> Instructions to follow: Reproduce every row below verbatim, without altering any character.

> Record extracts:

=-=-=

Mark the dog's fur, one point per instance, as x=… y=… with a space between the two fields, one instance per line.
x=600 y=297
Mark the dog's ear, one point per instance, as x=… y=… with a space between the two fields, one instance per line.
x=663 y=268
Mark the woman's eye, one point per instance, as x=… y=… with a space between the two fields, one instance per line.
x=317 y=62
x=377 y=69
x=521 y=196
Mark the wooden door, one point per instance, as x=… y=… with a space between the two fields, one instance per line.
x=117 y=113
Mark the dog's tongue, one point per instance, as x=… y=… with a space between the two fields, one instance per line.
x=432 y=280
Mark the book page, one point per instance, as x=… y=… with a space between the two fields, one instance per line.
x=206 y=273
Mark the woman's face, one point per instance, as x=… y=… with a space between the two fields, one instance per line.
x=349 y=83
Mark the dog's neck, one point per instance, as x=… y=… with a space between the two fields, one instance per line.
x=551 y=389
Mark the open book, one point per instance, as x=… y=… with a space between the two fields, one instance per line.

=-=-=

> Result:
Mark the dog's fur, one point per instance, as x=… y=… with a space between the two fields, one instance per line.
x=600 y=297
Mark the dog's ear, one point per instance, as x=… y=… with a space between the two fields, one instance per line.
x=663 y=268
Mark the woman's eye, one point per instance, as x=… y=… with a space between the two fields, one instance per line.
x=317 y=62
x=377 y=69
x=521 y=196
Mark the wooden door, one point per instance, as x=… y=… with a space between the two fields, one instance per line.
x=117 y=113
Mark the dog's tongue, one point per instance, as x=… y=… with a space between the two fields, one instance per line.
x=432 y=280
Mark the book page, one point per instance, as x=… y=… with a space between the two fields, one instance per line.
x=206 y=273
Mark the woman's face, one point per instance, as x=… y=… with a space between the two fields, one instance per line.
x=349 y=83
Mark the dog's neck, one point per instance, as x=… y=… with a space between the two fields, one instance per line.
x=551 y=389
Mark the open book, one point per instance, as x=… y=… with a space between the two fields, one instance per line.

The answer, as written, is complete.